> Items:
'''

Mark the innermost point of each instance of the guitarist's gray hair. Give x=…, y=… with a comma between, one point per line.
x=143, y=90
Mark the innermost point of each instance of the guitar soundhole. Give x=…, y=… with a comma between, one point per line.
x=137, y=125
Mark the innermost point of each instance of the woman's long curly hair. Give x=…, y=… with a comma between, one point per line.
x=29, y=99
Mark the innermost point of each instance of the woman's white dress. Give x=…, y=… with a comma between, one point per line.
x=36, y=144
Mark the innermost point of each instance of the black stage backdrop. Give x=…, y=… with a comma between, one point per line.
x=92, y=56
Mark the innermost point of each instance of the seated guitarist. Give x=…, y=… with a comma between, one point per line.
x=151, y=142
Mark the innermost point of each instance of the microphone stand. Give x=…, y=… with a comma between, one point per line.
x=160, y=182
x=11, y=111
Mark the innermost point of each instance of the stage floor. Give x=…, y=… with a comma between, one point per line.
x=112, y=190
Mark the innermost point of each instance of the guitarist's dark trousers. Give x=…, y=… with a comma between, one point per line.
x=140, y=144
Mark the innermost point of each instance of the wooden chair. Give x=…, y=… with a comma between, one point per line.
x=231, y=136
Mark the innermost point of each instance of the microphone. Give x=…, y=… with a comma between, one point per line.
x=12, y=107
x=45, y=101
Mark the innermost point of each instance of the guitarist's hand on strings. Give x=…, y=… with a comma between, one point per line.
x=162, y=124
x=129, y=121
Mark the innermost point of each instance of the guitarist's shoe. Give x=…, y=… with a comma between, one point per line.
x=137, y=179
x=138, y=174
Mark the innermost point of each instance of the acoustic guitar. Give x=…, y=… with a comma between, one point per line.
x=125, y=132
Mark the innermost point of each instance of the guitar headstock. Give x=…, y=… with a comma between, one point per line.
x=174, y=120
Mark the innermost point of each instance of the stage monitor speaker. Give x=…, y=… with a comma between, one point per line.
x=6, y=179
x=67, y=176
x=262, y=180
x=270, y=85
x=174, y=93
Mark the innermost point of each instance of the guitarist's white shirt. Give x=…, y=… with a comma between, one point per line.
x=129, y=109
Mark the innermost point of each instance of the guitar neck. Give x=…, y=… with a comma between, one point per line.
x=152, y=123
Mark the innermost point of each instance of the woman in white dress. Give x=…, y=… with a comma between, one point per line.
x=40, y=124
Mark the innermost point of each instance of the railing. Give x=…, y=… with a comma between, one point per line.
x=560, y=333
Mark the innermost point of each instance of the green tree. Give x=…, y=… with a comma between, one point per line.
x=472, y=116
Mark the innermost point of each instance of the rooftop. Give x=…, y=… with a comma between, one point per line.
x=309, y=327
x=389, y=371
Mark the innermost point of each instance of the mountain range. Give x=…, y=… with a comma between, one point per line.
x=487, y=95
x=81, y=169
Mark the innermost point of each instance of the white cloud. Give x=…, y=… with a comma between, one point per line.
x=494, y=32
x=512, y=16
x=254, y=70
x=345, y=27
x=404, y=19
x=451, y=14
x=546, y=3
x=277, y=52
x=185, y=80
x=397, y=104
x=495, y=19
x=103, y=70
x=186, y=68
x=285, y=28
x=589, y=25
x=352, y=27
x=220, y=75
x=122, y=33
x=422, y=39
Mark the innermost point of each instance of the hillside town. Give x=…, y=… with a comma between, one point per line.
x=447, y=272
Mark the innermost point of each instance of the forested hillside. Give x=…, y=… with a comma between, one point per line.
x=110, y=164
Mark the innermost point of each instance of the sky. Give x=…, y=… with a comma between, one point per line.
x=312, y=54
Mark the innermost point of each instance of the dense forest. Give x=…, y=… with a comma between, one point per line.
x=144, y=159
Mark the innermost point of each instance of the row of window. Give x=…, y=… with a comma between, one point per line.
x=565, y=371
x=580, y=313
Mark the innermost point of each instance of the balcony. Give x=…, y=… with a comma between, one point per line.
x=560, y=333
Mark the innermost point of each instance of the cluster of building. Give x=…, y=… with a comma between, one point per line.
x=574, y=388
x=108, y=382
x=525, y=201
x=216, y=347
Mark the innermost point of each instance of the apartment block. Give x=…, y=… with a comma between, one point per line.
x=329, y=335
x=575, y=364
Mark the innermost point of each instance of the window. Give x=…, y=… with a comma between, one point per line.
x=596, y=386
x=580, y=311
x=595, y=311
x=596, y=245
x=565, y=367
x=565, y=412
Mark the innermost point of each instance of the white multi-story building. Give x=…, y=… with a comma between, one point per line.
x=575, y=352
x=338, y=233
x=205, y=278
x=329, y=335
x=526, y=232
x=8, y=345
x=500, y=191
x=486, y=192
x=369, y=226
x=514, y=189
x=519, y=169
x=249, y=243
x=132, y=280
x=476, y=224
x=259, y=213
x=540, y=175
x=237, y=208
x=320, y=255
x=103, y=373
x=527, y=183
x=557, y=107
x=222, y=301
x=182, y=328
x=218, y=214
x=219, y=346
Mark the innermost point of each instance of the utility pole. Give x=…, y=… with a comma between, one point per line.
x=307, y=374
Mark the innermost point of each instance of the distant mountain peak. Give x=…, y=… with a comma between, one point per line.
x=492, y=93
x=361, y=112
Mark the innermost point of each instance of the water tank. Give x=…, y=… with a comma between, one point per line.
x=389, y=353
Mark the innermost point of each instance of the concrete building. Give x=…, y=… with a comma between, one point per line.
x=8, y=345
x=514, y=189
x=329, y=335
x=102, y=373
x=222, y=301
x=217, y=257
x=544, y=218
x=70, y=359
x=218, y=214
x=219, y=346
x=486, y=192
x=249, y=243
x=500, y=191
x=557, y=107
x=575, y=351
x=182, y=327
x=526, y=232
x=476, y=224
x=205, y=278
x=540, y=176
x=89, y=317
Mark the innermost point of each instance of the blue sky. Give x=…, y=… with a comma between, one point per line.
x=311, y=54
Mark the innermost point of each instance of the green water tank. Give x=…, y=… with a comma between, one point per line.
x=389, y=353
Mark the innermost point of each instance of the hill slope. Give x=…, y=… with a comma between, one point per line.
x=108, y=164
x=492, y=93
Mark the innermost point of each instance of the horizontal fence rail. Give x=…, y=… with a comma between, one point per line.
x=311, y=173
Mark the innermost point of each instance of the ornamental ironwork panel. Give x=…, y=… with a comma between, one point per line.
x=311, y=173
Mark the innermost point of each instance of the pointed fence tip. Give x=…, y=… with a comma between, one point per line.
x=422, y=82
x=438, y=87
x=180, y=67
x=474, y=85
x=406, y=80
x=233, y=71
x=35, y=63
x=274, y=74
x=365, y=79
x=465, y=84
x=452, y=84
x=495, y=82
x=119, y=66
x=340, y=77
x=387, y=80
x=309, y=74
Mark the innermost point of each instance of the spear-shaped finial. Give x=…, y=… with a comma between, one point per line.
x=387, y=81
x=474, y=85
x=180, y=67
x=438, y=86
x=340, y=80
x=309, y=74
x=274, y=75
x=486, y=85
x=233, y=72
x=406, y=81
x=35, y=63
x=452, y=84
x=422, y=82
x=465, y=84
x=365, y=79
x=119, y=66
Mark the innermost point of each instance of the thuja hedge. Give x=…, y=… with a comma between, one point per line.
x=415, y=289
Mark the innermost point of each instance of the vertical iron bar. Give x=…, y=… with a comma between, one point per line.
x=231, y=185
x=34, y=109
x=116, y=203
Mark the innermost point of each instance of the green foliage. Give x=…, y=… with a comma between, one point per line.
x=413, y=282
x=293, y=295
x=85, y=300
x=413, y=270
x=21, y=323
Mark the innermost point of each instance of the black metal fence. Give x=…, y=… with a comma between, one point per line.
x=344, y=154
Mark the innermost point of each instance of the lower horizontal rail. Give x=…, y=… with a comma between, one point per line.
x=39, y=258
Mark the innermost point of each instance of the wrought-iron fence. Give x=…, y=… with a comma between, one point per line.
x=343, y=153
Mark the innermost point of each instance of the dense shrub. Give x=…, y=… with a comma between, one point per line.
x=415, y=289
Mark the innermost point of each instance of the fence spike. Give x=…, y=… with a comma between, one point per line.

'''

> Your instructions:
Express the listing above, from the line with "Mark the innermost point of each instance of the wooden" up to and including the line with "x=231, y=136", as a two-column CSV with the headers request and point. Give one row per request, put each field in quotes, and replace any line breaks with spaces.

> Completed task:
request,point
"Mark the innermost point of each instance of the wooden chair. Give x=…, y=… with a comma between, one point per line.","x=231, y=136"